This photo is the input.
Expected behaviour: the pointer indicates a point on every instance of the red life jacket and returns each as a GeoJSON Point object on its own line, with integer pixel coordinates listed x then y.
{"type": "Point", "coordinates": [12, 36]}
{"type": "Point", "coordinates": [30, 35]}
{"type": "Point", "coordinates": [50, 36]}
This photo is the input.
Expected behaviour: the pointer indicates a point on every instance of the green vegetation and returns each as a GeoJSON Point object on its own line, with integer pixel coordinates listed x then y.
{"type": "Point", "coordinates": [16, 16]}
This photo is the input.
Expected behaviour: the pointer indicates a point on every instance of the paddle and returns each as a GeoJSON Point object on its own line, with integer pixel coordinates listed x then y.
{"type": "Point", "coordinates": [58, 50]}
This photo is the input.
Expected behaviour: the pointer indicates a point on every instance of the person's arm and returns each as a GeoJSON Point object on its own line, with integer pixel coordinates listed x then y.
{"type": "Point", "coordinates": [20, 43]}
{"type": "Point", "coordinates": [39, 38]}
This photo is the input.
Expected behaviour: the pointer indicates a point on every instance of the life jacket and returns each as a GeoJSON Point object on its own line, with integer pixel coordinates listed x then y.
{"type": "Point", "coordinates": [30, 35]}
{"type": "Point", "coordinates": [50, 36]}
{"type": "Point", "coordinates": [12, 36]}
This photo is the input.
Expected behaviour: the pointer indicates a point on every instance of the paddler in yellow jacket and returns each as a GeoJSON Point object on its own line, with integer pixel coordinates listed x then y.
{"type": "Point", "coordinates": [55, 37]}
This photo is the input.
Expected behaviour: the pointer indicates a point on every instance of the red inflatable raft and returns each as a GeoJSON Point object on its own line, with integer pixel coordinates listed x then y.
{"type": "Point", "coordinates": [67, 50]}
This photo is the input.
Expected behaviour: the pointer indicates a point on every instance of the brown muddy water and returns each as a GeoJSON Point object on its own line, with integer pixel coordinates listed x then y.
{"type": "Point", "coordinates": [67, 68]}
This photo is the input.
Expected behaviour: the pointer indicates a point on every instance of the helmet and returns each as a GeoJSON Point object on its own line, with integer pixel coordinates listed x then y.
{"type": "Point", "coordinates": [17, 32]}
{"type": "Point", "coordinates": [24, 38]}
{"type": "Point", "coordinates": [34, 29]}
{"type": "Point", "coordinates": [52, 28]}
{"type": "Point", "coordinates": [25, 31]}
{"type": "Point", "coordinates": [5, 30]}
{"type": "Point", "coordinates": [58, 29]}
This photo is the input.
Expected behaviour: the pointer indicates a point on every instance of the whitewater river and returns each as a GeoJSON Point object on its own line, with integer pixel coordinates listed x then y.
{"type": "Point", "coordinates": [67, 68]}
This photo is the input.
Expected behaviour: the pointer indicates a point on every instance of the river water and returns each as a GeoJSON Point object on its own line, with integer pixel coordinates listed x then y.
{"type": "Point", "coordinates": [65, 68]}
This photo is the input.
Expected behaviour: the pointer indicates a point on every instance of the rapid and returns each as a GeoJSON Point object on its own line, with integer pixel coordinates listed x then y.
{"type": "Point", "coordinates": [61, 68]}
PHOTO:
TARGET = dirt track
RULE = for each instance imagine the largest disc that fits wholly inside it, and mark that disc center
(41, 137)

■ **DIRECTIONS**
Having read the entries, output all of them verbatim.

■ **RESULT OF THE EXERCISE**
This photo is the input.
Expected behaviour: the pointer indicates a point on every instance of the red life jacket and returns each as a GeoJSON Point object on its own line, with integer pixel coordinates listed x then y.
{"type": "Point", "coordinates": [12, 36]}
{"type": "Point", "coordinates": [30, 35]}
{"type": "Point", "coordinates": [50, 36]}
This photo is the input.
Expected behaviour: the pointer indicates a point on every instance of the green vegetation and returns each as a GeoJSON Point object on its own line, with integer pixel coordinates listed x then y.
{"type": "Point", "coordinates": [16, 16]}
This photo is the input.
Expected behaviour: the pointer indicates a point on every instance of the paddle and returns each as a GeoJSON Point object on its own line, with integer pixel coordinates listed x then y.
{"type": "Point", "coordinates": [58, 50]}
This photo is the input.
Expected behaviour: the pointer indicates a point on every instance of the person's arm and returns each as a GeoJSON Point object on its own line, with integer pixel coordinates listed x then y.
{"type": "Point", "coordinates": [20, 43]}
{"type": "Point", "coordinates": [39, 38]}
This photo is the input.
Expected behaviour: the pointer indicates a point on every instance of the life jacket and returns each as a GeoJSON Point object on its own line, with integer pixel coordinates listed x then y.
{"type": "Point", "coordinates": [30, 35]}
{"type": "Point", "coordinates": [50, 36]}
{"type": "Point", "coordinates": [12, 36]}
This photo is the input.
Expected behaviour: the pointer indicates a point on every instance of the paddler in yellow jacket and returns each as a GeoJSON Point object on its own line, with integer pixel coordinates listed x then y.
{"type": "Point", "coordinates": [55, 37]}
This photo is the input.
Expected behaviour: the pointer indicates a point on every instance of the red inflatable raft and returns each as a GeoJSON Point object on its own line, with integer pixel coordinates listed x then y.
{"type": "Point", "coordinates": [67, 50]}
This photo is the input.
Expected behaviour: the pointer indicates a point on every instance of the brown muddy water and returns each as a GeoJSON Point object on its own line, with integer pixel coordinates listed x then y.
{"type": "Point", "coordinates": [67, 68]}
This photo is the input.
Expected behaviour: the pointer indicates a point on every instance of the helmet and returns each as a GeoJSON Point object on its own line, with integer pixel coordinates listed x then y.
{"type": "Point", "coordinates": [17, 32]}
{"type": "Point", "coordinates": [24, 38]}
{"type": "Point", "coordinates": [34, 29]}
{"type": "Point", "coordinates": [52, 28]}
{"type": "Point", "coordinates": [25, 31]}
{"type": "Point", "coordinates": [5, 30]}
{"type": "Point", "coordinates": [58, 29]}
This photo is the input.
Expected behaviour: the pointer indicates a point on every instance of the whitewater river and returns each as a GeoJSON Point object on its own line, with integer pixel coordinates listed x then y.
{"type": "Point", "coordinates": [67, 68]}
This photo is the input.
Expected behaviour: the pointer indicates a point on every instance of the river water and returns each as a GeoJSON Point object on its own line, with integer pixel coordinates listed x then y.
{"type": "Point", "coordinates": [65, 68]}
This photo is the input.
Expected behaviour: the pointer indicates a point on every instance of the rapid and returns each as a GeoJSON Point object on its own line, with integer pixel coordinates listed x then y.
{"type": "Point", "coordinates": [61, 68]}
PHOTO:
TARGET = dirt track
RULE = for each instance imagine the largest disc that fits wholly inside it, and mark that disc center
(41, 137)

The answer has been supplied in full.